### Stated task
Turn the entries below, starting at the line that has "instance of watch" and stopping after the line that has "left=480, top=17, right=497, bottom=63", into a two-column CSV headed entry_text and answer, with one row per entry. Put each entry's text and its answer in its own quoted field, replace line breaks with spaces, and leave out the pictures.

------------------------------------

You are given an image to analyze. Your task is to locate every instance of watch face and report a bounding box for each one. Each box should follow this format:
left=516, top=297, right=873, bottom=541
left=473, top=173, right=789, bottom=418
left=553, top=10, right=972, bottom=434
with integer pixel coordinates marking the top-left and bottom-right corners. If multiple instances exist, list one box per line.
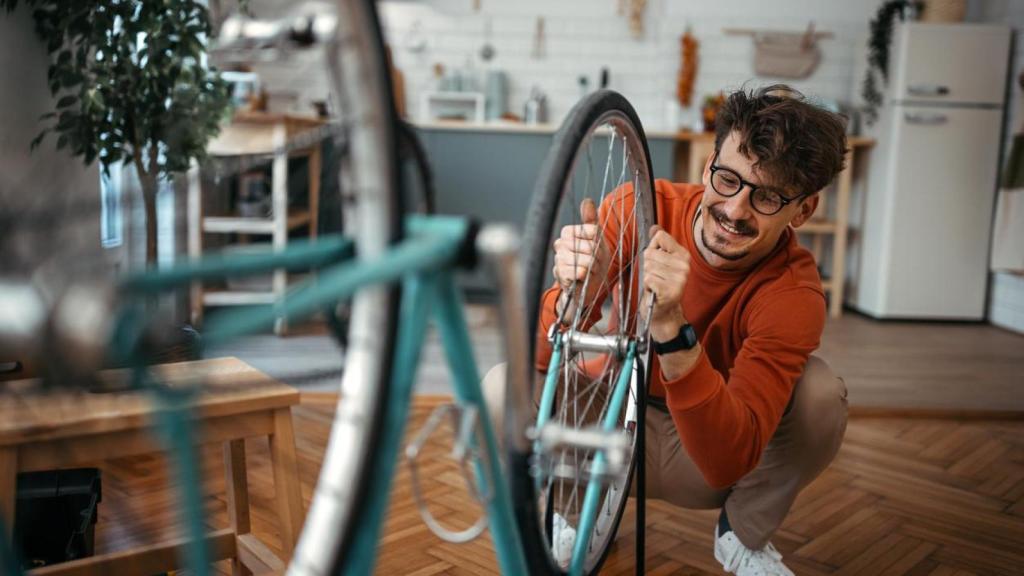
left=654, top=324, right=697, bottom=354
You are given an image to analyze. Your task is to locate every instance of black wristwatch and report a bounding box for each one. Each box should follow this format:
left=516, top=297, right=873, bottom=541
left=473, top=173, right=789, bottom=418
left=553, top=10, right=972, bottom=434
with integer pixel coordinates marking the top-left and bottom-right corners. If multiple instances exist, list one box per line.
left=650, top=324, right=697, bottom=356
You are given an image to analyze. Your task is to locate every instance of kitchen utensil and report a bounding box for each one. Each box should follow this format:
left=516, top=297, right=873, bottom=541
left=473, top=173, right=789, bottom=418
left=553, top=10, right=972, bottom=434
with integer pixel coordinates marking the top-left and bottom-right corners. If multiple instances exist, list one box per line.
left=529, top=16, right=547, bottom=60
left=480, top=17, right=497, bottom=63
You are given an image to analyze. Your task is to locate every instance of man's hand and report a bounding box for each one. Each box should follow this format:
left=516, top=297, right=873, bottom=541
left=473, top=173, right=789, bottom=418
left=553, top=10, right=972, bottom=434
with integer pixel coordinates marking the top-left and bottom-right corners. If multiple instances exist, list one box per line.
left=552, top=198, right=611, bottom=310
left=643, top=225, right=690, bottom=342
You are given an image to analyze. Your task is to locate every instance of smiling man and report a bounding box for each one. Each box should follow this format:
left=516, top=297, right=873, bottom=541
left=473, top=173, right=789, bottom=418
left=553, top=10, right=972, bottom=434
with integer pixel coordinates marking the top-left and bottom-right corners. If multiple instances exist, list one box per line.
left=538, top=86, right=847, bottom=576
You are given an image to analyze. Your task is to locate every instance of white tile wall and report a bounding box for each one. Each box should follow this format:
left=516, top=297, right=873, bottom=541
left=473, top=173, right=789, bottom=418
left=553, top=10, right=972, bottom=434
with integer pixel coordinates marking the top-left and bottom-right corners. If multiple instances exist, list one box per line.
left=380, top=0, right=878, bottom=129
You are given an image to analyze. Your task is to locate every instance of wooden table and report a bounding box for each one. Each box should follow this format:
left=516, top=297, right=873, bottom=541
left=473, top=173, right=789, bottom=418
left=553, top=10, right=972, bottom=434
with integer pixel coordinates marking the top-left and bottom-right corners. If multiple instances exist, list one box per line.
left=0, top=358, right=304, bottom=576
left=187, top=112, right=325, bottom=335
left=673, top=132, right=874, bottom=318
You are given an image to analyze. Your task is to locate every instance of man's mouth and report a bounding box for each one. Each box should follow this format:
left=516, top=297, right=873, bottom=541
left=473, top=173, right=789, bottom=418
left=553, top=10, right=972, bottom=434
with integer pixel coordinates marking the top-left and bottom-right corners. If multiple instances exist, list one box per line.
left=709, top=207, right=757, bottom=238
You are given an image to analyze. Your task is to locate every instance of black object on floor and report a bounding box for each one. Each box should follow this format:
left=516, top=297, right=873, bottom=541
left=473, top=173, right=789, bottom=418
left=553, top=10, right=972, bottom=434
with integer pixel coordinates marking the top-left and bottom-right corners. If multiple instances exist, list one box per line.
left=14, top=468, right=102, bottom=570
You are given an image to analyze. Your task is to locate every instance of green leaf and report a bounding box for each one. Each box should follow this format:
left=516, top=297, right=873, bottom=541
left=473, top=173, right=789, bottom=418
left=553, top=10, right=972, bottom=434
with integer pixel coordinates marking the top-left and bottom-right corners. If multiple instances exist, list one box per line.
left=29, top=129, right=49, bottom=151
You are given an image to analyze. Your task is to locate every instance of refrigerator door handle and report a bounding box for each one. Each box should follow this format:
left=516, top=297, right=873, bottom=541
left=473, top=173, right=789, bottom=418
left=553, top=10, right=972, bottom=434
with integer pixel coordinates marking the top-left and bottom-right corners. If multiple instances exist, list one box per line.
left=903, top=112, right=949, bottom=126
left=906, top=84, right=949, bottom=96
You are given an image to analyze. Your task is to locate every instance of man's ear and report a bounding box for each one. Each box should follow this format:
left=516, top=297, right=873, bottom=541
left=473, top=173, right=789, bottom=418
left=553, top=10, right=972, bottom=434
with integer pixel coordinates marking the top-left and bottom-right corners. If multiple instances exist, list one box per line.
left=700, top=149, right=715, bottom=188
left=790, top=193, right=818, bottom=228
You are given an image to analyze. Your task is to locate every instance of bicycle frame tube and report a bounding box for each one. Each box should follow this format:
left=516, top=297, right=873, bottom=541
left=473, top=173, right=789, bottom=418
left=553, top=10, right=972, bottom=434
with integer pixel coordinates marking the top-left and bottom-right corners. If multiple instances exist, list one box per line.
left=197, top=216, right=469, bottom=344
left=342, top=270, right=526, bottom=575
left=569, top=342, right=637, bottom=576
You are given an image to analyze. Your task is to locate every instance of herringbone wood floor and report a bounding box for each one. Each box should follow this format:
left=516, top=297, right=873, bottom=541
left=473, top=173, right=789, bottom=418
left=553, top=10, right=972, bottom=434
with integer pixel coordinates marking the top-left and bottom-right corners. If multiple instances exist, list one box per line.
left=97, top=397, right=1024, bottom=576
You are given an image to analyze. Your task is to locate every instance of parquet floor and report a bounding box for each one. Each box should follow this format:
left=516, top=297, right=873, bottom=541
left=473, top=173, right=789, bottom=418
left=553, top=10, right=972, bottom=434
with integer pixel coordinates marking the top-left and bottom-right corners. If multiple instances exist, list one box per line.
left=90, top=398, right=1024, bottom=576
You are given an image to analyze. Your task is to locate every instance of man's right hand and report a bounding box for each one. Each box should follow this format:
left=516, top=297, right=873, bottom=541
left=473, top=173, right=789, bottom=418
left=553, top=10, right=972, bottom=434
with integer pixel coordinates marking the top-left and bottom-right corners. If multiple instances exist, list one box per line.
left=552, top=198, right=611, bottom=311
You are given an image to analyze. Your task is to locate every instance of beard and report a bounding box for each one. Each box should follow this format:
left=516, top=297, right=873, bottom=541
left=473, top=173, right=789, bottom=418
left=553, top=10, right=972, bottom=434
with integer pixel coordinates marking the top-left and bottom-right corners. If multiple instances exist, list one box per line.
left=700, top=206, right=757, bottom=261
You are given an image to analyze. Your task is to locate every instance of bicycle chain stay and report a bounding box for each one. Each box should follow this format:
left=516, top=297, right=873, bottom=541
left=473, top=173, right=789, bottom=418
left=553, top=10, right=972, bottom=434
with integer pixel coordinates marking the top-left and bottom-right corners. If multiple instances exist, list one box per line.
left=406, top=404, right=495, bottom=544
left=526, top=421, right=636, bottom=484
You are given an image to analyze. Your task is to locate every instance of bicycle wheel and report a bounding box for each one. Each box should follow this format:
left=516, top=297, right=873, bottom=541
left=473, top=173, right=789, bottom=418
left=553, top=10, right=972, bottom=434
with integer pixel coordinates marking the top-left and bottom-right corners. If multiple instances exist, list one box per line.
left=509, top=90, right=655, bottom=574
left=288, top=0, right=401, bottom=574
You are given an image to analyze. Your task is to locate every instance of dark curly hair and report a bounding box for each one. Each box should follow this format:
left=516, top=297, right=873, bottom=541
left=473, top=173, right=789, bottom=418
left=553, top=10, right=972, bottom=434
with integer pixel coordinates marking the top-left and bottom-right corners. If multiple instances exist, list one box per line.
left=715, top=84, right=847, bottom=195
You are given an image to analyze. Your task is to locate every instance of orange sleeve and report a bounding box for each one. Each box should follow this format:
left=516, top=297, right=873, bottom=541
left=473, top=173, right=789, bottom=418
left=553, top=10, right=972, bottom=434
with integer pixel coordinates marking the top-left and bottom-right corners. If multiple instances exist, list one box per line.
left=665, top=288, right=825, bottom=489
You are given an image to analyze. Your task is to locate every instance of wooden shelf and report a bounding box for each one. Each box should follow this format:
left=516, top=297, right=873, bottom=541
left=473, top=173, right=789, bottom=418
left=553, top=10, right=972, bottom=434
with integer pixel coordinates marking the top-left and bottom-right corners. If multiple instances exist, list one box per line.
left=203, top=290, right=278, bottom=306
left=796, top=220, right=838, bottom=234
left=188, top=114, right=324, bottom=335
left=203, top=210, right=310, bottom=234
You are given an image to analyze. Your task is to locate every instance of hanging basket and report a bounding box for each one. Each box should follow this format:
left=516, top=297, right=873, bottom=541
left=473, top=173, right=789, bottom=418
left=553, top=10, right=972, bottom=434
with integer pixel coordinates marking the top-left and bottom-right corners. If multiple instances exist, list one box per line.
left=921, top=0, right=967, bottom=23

------------------------------------

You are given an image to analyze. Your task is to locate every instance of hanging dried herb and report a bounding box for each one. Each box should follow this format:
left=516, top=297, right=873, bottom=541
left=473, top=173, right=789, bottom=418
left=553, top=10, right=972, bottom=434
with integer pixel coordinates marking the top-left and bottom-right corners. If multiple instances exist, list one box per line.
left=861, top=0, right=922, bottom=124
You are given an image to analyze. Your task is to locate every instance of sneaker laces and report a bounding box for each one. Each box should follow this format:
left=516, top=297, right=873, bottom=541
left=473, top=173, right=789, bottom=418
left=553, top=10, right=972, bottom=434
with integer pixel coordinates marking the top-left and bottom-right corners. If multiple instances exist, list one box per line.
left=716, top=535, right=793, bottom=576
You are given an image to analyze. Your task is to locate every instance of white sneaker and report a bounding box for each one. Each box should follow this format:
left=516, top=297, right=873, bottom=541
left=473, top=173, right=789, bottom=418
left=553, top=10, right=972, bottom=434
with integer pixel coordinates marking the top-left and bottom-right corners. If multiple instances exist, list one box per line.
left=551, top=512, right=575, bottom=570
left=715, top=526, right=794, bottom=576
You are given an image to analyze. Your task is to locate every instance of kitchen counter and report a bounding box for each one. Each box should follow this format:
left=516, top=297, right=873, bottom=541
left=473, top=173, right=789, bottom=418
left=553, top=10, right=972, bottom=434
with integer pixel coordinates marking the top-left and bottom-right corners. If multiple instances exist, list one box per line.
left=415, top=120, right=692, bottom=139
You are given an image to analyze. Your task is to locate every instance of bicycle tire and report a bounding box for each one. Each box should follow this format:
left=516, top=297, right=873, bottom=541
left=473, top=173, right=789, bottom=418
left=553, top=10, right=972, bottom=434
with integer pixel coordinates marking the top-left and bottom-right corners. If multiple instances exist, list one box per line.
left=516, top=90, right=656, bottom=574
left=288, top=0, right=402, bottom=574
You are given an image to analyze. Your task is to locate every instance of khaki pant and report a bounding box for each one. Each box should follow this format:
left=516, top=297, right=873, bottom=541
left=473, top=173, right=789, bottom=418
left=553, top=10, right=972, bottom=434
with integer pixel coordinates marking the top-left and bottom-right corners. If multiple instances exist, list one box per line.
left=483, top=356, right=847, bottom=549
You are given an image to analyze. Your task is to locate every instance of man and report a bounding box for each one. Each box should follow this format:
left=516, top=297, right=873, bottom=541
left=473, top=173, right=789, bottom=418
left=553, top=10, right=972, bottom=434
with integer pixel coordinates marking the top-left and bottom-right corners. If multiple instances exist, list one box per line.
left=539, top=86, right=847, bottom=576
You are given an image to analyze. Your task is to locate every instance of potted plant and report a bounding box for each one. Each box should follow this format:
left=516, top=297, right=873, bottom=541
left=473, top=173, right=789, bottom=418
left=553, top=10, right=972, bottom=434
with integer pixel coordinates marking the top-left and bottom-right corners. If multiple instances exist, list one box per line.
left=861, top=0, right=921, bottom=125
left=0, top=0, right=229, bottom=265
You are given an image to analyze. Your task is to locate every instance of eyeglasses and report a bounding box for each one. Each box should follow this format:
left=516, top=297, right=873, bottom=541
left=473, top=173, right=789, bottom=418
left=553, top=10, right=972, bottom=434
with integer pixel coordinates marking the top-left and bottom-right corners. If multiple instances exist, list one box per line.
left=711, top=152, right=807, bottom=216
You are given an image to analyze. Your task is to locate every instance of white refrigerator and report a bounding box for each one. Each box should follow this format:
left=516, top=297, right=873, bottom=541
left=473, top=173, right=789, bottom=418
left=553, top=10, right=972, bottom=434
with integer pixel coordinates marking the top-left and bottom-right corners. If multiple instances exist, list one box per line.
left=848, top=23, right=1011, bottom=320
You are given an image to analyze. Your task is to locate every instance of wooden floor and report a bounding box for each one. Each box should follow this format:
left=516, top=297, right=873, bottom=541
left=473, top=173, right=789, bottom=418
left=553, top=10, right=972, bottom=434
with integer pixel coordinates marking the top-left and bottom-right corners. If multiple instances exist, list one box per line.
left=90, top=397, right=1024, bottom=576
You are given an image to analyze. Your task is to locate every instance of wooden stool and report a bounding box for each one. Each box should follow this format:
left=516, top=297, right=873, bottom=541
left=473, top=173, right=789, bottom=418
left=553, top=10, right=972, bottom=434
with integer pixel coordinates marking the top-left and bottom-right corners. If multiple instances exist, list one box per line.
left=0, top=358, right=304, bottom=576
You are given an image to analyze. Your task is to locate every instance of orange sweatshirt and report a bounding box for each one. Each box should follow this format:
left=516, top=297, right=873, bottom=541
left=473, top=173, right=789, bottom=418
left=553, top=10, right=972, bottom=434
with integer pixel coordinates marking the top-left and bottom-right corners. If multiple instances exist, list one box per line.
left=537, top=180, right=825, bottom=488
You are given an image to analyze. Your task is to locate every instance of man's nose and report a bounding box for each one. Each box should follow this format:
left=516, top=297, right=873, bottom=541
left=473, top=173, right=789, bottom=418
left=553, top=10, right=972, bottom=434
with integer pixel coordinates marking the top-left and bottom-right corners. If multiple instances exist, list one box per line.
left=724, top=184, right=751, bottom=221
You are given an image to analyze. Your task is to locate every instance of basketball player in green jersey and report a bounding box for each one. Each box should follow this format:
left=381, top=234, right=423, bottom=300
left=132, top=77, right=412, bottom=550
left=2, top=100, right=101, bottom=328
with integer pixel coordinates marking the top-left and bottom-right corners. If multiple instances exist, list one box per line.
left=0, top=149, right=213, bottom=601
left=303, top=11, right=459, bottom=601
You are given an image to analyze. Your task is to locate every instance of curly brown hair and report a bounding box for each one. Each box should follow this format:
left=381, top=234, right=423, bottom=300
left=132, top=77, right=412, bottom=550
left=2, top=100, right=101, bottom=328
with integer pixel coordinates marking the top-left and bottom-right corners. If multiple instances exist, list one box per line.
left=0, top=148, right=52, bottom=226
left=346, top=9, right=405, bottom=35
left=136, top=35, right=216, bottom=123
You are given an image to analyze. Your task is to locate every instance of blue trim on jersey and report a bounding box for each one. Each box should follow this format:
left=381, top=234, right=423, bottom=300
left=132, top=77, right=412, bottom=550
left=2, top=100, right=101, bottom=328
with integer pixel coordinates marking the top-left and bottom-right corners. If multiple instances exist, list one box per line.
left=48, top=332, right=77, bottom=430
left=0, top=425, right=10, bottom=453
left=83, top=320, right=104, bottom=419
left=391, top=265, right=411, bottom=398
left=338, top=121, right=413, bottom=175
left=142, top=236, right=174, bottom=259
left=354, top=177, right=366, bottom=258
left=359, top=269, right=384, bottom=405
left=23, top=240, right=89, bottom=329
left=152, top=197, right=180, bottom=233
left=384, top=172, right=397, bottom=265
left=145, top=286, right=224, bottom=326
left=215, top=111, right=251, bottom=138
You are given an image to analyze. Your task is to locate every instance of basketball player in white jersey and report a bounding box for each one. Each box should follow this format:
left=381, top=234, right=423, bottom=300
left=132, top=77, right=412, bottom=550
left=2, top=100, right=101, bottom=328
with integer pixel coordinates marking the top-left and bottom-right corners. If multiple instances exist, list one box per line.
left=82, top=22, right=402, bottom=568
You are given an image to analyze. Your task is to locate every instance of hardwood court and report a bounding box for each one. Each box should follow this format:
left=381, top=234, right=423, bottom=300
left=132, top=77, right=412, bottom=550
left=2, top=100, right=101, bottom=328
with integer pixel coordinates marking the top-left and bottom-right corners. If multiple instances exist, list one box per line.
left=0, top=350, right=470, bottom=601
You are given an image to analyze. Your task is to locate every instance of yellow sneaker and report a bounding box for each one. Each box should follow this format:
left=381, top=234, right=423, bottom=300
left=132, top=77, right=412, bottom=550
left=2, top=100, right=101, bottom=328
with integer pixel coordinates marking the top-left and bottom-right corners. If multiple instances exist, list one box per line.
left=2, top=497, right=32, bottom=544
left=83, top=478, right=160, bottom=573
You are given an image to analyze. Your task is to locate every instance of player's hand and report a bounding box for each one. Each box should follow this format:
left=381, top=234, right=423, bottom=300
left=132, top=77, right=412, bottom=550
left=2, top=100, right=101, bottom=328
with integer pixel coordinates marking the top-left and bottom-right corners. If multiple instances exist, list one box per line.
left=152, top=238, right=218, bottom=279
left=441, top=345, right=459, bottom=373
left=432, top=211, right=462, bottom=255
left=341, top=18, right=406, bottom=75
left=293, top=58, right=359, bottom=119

------------------------------------

### Expected answer
entry_text,answer
"You are given an image to analyze. Your task is to locate every instance of watch face and report a bounding box for each one. Each box should follow this format: left=516, top=297, right=873, bottom=541 left=473, top=173, right=789, bottom=418 left=553, top=10, right=972, bottom=434 with integer pixel coordinates marking the top-left and bottom-right corners. If multiple instances exist, list one box per line.","left=654, top=324, right=697, bottom=354"
"You are given an image to analyze. Your task is to locate every instance of black wristwatch and report a bounding box for each one. Each box should follow this format: left=516, top=297, right=873, bottom=541 left=473, top=173, right=789, bottom=418 left=553, top=10, right=972, bottom=434 with integer pixel coordinates marking the top-left and bottom-right corners. If multiple instances exist, list one box per line.","left=650, top=324, right=697, bottom=356"
"You are given an image to analyze. Your task is to locate every instance of kitchen utensil and report a bounding box for each one. Each box should follow this format: left=516, top=297, right=873, bottom=541 left=473, top=173, right=789, bottom=418 left=553, top=10, right=972, bottom=434 with integer pixel coordinates marking the top-left and bottom-right corners. If multiple instances exist, list one box per line.","left=529, top=16, right=547, bottom=60 left=480, top=17, right=497, bottom=63"